===== EXTRAIT DU DOCUMENT =====

La période d’instabilité politique dans laquelle est entrée la Grèce depuis quelques jours ne semble pas terminée. Aujourd’hui il apparait clair que Georges Papandréou ne peut plus gouverner et qu’il doit d’une manière ou d’une autre abandonner son siège de premier ministre. Pour autant, son départ ne peut être précipité, d’une part pour ne pas laisser le pays sans gouvernement et aggraver la crise politique en cours, d’autre part pour des raisons pratiques : le temps presse, et le parlement doit voter au plus vite des lois en vue de l’application du nouveau plan de rigueur.
Une chose est dorénavant sûre, des élections anticipées se tiendront dans deux ou trois mois pour élire de nouveaux députés (et donc un nouveau gouvernement). En attendant, G.Papandréou a pour objectif de s’assurer que la transition politique affecte le moins possible le bon déroulement du sauvetage d’une Grèce quasi assurée d’être en faillite si le nouveau « paquet » de l’UE et du FMI n’arrive pas à bon port. Pour cela, la question de la formation d’un gouvernement d’union nationale a été soulevée. Il a rencontré dans ce but le président de la République, Karolos Papoulias. (En Grèce, celui-ci n’a presque aucun pouvoir si ce n’est de « convoquer » et de s’assurer du bon déroulement de la vie politique).

===== JEU DE DONNÉES =====

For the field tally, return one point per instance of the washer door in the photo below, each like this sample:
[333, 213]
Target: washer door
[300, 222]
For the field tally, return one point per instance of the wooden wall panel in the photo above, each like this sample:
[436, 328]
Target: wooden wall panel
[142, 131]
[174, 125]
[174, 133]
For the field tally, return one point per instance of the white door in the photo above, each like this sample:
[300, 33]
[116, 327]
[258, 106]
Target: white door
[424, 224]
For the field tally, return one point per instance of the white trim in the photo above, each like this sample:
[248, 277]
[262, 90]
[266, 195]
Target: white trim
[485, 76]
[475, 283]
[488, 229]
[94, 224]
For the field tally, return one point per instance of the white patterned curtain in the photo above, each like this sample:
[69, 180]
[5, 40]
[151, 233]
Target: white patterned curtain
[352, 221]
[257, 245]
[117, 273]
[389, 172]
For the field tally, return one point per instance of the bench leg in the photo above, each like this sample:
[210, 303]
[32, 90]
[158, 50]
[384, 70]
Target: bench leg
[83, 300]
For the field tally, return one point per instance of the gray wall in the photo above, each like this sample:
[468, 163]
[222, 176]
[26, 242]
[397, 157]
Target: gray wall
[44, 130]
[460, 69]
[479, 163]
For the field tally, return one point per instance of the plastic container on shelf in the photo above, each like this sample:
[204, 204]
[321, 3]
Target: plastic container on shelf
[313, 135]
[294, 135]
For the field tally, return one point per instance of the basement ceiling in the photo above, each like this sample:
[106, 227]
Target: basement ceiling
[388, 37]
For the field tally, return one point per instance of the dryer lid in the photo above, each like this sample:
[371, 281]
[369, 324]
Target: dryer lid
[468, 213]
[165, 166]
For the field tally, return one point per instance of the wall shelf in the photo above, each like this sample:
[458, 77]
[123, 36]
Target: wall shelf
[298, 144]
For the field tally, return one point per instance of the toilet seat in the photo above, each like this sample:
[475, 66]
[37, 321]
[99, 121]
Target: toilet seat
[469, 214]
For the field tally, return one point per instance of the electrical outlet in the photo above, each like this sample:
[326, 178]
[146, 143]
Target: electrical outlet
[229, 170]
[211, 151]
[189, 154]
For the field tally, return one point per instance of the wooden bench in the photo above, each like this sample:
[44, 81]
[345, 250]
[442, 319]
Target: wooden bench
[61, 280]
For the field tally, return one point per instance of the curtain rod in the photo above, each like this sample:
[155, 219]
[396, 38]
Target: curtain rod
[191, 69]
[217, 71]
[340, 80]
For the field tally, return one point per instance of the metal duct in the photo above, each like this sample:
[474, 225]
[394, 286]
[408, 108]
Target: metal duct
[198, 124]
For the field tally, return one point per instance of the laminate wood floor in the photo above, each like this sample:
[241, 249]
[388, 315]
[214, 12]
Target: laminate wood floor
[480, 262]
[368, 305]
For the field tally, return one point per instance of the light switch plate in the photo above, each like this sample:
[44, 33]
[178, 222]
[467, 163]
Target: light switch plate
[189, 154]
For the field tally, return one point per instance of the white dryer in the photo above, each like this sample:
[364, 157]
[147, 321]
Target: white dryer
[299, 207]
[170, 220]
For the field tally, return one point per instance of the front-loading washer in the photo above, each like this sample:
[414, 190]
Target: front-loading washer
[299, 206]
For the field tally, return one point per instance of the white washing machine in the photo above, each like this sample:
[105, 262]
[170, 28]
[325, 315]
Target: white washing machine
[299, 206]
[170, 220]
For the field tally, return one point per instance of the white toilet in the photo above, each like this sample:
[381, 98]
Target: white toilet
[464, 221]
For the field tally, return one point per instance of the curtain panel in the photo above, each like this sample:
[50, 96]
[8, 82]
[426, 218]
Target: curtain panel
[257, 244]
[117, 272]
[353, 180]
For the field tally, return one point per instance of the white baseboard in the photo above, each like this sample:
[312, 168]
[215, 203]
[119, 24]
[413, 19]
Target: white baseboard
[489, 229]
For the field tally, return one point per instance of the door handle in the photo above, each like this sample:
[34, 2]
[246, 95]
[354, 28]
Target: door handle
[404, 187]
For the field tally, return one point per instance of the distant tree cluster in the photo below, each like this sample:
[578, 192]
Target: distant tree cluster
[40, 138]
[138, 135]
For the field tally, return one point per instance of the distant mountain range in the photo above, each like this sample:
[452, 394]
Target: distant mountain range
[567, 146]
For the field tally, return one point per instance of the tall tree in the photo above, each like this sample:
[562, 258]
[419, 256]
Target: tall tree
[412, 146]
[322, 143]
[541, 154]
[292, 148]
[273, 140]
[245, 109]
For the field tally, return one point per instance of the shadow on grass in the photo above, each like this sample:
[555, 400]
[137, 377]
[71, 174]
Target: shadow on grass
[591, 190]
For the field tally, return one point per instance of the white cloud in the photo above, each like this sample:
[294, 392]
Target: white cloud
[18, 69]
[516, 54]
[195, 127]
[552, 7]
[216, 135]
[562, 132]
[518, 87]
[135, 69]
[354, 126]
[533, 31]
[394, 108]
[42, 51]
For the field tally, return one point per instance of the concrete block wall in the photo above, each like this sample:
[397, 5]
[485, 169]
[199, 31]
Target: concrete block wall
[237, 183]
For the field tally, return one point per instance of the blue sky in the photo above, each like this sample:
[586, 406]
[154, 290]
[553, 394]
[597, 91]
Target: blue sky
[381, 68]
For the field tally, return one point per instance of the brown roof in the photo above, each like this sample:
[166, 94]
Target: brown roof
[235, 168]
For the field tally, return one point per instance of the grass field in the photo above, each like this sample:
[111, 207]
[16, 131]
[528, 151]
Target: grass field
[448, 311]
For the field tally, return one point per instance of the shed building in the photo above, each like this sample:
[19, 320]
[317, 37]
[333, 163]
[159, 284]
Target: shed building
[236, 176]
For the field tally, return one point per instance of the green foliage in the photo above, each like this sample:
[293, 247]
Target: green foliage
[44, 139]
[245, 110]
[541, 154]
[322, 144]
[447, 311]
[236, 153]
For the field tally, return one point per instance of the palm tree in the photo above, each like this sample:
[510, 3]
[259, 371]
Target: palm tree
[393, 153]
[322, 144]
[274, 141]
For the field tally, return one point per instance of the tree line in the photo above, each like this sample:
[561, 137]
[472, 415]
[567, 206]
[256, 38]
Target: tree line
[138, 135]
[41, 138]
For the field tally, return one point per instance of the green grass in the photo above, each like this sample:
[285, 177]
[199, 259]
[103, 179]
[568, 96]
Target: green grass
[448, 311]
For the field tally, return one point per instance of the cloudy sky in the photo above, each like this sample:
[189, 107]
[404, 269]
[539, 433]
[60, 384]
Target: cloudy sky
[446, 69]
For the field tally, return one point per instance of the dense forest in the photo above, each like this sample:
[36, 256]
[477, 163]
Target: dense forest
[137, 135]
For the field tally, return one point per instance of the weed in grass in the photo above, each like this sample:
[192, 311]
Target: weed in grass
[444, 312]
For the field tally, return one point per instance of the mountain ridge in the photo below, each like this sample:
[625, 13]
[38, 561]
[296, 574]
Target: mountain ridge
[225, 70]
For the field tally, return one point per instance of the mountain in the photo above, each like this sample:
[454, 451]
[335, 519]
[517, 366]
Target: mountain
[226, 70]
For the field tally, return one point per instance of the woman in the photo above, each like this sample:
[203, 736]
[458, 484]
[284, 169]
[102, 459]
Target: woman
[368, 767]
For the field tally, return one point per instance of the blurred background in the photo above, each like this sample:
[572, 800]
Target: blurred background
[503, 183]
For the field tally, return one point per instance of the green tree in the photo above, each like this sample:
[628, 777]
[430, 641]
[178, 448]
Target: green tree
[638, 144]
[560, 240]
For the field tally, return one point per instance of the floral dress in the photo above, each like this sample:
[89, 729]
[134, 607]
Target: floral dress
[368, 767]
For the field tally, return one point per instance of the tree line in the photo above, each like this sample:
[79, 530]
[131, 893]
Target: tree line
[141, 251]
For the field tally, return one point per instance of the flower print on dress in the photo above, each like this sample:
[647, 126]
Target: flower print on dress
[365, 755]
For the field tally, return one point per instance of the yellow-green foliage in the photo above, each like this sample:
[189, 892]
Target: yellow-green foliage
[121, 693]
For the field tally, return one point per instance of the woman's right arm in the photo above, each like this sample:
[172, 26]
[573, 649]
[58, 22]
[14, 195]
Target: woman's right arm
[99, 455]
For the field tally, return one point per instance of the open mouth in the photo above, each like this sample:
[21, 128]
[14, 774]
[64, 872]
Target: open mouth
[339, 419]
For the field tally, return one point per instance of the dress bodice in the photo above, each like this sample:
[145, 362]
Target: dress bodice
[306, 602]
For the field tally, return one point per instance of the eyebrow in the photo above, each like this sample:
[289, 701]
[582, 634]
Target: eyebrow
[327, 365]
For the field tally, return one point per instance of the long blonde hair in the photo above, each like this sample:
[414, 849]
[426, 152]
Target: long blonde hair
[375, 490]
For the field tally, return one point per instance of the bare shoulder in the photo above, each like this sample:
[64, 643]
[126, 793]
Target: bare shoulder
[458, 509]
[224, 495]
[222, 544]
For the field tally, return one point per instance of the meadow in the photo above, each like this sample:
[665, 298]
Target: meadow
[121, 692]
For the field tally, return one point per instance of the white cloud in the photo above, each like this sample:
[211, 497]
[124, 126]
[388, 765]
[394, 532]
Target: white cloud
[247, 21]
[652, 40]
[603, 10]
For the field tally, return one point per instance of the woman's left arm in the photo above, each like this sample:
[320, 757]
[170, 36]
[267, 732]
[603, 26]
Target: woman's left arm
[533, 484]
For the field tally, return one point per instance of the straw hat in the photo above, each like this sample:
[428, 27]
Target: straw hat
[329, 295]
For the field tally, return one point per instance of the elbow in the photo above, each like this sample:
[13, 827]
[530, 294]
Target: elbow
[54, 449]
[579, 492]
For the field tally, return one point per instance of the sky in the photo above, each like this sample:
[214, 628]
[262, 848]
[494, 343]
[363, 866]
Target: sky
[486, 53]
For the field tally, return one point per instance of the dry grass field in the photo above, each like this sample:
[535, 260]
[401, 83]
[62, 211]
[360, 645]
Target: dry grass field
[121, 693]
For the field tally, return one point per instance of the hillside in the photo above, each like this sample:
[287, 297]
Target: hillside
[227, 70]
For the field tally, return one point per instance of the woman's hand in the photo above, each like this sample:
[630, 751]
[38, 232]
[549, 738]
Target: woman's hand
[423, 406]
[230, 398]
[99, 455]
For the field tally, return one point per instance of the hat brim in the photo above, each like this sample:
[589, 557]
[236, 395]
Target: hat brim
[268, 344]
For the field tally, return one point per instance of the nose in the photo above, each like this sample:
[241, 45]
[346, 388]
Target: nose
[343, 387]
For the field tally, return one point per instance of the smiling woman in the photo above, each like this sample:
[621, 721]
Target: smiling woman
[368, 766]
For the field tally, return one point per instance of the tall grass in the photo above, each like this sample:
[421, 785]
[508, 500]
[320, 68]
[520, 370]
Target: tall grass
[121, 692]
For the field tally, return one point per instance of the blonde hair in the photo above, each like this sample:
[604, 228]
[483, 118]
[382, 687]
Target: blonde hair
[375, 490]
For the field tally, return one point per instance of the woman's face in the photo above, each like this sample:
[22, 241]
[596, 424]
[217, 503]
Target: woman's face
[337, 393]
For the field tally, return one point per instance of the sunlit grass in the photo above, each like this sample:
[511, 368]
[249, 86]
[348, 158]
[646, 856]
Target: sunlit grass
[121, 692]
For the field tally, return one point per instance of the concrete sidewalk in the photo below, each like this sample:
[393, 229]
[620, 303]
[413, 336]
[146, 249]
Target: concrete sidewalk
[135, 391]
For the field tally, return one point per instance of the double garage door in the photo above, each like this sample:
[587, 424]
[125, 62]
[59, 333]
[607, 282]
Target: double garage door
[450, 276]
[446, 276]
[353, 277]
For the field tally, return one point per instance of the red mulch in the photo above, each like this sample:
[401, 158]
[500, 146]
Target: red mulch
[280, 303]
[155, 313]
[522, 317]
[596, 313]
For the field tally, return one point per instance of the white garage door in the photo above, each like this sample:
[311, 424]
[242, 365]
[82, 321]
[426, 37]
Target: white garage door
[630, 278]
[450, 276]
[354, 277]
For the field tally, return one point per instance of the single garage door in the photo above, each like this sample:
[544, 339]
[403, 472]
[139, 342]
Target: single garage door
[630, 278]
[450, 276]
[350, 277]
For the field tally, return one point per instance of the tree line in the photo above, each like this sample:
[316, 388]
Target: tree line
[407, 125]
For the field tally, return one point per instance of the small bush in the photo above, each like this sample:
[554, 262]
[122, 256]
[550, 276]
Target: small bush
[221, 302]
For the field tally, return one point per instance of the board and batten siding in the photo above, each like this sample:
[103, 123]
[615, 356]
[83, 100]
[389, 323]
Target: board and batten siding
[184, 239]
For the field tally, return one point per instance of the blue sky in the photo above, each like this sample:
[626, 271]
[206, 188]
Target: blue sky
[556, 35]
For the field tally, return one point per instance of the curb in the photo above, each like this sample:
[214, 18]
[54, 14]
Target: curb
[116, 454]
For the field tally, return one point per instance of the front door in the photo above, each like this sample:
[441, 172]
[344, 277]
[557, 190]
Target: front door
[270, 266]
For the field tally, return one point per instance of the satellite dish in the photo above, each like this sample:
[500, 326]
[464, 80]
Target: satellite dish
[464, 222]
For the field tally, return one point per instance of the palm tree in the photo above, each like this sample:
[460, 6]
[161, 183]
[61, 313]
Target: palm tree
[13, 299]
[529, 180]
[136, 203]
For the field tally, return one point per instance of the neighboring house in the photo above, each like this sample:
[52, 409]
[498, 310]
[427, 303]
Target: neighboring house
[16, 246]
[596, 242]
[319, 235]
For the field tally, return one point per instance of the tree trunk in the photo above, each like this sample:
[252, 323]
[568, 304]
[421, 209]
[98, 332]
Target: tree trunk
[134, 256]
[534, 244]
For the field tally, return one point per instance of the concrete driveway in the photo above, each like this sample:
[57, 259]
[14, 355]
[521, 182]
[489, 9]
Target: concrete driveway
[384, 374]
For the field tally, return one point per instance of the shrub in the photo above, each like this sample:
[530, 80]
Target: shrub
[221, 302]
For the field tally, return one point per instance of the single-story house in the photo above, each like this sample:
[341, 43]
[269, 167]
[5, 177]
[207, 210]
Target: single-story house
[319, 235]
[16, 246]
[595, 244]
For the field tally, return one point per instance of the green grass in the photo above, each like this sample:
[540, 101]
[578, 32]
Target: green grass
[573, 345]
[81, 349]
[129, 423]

=====

CONSIGNES
1. Relevez dans l'extrait tous les pays et organisations désignés par leur nom.
2. D'après l'extrait, dans combien de temps les élections anticipées auront-elles lieu ?
La liste n'a aucun lien avec l'extrait.

RÉPONSES
1. Grèce, UE, FMI

2. Dans deux ou trois mois.